Multipath Inversion for Time-of-Flight Data




The goal of this project is to develop range imaging setups and reconstruction techniques that are not only robust to multi-path scattering, but use multi-path contributions as an additional source of information. This requires the development of advanced image formation models, and methods to solve the corresponding inverse problems.

Using echoes of light to turn walls into mirrors

To demonstrate the power of multi-path analysis on time-of-flight data, we developed an imaging setup consisting of a laser source and a standard time-of-flight camera. Both are modulated at a very fast frequency (tens of MHz). Such sensors have the property that they are only sensitive to light that is modulated at the same frequency, and they are virtually insensitive to ambient light.

In earlier work, we showed that such cameras capture what can be considered a coded version of an optical impulse response, i.e., a video of light in flight, or transient image. Prior to this discovery, the acquisition of such data used to require expensive and extremely sensitive equipment (a streak camera and a femtosecond laser). It is well-known that impulse responses contain valuable information about the geometry of a scene. For instance, researchers at the MIT Media Lab were able to use streak camera measurements to recover detailed geometry of objects outside the line of sight of both light source and camera.

--- Material to process ---
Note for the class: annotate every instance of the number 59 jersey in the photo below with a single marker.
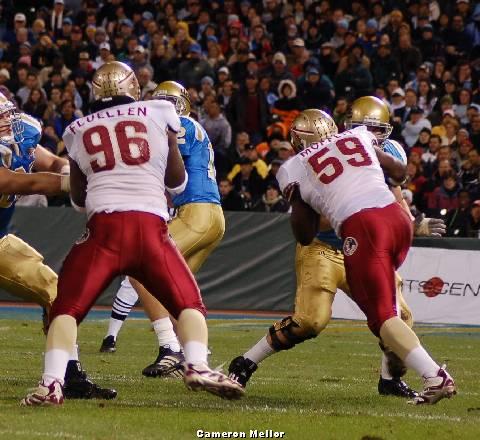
(340, 176)
(123, 152)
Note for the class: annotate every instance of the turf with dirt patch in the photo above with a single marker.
(323, 389)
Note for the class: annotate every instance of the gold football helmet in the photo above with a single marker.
(176, 94)
(373, 113)
(311, 126)
(11, 127)
(115, 79)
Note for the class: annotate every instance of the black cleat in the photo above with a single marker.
(108, 345)
(241, 369)
(395, 387)
(79, 386)
(169, 363)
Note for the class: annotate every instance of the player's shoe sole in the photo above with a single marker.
(435, 389)
(202, 378)
(45, 395)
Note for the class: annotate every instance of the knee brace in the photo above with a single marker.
(286, 333)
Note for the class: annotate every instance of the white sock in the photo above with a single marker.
(74, 353)
(385, 373)
(260, 351)
(163, 328)
(421, 362)
(55, 365)
(114, 326)
(195, 352)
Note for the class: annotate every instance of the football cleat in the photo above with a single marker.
(45, 395)
(108, 345)
(79, 386)
(241, 369)
(169, 363)
(200, 377)
(435, 389)
(395, 387)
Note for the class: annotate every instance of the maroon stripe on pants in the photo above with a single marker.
(130, 243)
(376, 242)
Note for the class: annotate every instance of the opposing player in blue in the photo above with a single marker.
(22, 271)
(197, 229)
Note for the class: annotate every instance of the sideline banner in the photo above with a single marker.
(439, 285)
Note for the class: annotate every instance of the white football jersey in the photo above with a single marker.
(123, 152)
(339, 177)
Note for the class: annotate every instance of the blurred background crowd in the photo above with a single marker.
(251, 66)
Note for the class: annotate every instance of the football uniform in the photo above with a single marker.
(199, 225)
(343, 194)
(123, 153)
(22, 272)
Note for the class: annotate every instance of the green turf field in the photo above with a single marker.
(323, 389)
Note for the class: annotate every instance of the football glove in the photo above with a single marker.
(429, 227)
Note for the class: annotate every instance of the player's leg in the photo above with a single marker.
(76, 295)
(376, 243)
(392, 367)
(319, 271)
(125, 298)
(197, 230)
(170, 357)
(166, 275)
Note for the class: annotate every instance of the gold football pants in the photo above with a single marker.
(197, 230)
(320, 271)
(23, 274)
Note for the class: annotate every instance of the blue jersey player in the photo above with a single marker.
(22, 271)
(197, 230)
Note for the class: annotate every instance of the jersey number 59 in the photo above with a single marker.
(98, 139)
(329, 168)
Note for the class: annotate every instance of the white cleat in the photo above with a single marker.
(200, 377)
(45, 395)
(435, 389)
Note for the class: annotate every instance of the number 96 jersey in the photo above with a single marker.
(340, 176)
(123, 151)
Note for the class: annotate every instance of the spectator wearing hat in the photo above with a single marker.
(288, 105)
(248, 109)
(315, 92)
(445, 196)
(192, 70)
(414, 125)
(408, 56)
(355, 80)
(473, 228)
(56, 19)
(230, 199)
(384, 65)
(458, 219)
(248, 182)
(250, 152)
(272, 200)
(278, 70)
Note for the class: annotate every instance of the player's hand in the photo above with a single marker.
(429, 227)
(292, 192)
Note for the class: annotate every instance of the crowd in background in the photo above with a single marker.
(251, 66)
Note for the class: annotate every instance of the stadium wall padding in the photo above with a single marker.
(252, 269)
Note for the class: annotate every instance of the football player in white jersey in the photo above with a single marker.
(22, 271)
(123, 157)
(343, 179)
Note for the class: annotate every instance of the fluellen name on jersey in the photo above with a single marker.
(110, 113)
(253, 433)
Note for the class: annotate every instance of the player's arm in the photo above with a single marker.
(47, 161)
(176, 177)
(48, 184)
(395, 169)
(78, 185)
(303, 220)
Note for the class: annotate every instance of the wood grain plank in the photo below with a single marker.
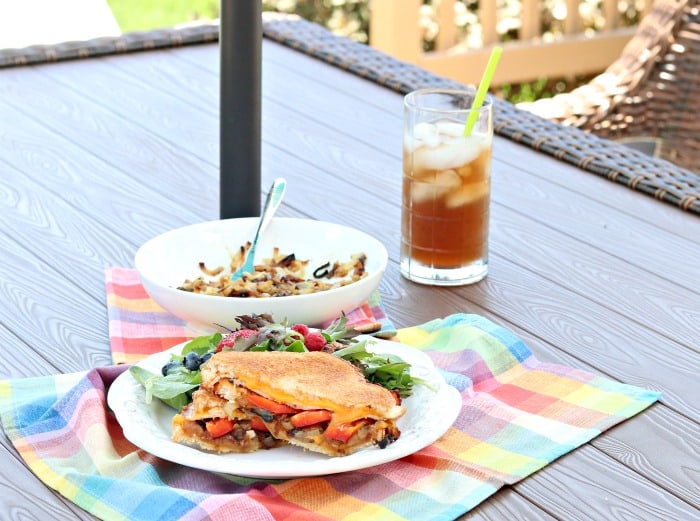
(519, 291)
(575, 492)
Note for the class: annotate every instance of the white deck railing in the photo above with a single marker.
(401, 27)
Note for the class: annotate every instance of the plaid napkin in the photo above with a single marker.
(138, 327)
(518, 415)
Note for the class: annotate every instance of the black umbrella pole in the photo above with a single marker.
(240, 43)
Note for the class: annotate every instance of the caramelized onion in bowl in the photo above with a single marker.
(166, 261)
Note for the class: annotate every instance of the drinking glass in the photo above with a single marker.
(446, 187)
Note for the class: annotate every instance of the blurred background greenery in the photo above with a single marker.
(350, 18)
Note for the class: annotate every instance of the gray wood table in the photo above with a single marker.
(99, 155)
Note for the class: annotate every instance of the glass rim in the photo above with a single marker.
(410, 99)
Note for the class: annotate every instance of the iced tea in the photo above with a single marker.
(446, 193)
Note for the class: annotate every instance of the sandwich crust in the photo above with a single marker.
(314, 380)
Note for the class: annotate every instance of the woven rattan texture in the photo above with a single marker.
(658, 178)
(652, 90)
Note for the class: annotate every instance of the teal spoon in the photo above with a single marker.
(274, 198)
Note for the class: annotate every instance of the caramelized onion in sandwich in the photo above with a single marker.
(313, 400)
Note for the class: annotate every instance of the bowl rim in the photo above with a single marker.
(147, 279)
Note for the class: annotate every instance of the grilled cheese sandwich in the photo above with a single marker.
(314, 400)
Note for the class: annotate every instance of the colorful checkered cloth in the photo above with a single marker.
(518, 415)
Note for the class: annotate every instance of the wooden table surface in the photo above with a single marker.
(99, 155)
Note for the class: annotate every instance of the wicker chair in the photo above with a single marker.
(650, 96)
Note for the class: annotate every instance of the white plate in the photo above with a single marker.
(429, 413)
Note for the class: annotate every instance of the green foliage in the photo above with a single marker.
(344, 17)
(144, 15)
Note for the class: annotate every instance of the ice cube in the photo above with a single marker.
(427, 134)
(446, 156)
(449, 128)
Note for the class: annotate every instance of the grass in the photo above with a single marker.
(144, 15)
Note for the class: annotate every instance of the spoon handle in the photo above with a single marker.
(272, 202)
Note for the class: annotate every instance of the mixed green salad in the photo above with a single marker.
(181, 375)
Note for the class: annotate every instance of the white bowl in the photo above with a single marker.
(167, 260)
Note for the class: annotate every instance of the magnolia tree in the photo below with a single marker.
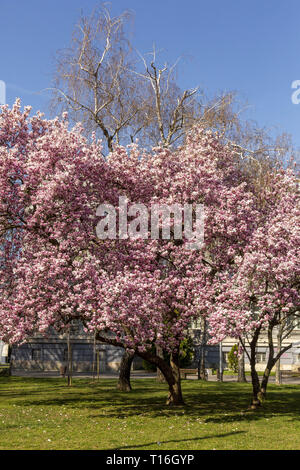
(82, 238)
(263, 295)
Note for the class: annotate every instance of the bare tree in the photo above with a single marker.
(120, 95)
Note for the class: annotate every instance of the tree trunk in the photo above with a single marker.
(171, 373)
(201, 363)
(278, 378)
(160, 376)
(256, 394)
(70, 360)
(241, 366)
(124, 374)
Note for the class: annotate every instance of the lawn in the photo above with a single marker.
(46, 414)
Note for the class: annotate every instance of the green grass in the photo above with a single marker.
(46, 414)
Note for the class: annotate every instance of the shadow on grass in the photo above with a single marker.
(194, 439)
(213, 401)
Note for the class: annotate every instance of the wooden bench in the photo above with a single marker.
(185, 372)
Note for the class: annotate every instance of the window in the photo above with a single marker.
(36, 354)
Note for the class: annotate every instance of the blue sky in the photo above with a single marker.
(250, 47)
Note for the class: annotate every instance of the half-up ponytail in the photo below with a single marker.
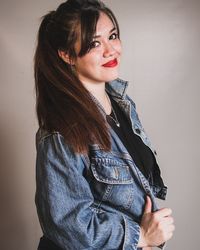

--- Exercise tasks ---
a - According to the time-of-flight page, at about what frequency are the laser source and the camera modulated?
b - Count the lines of the entries that contain the string "blurred", matching case exactly, and reply with only the number.
The entries bear no relation to the time-of-flight page.

--- Worked answers ---
a - Tens of MHz.

b - 2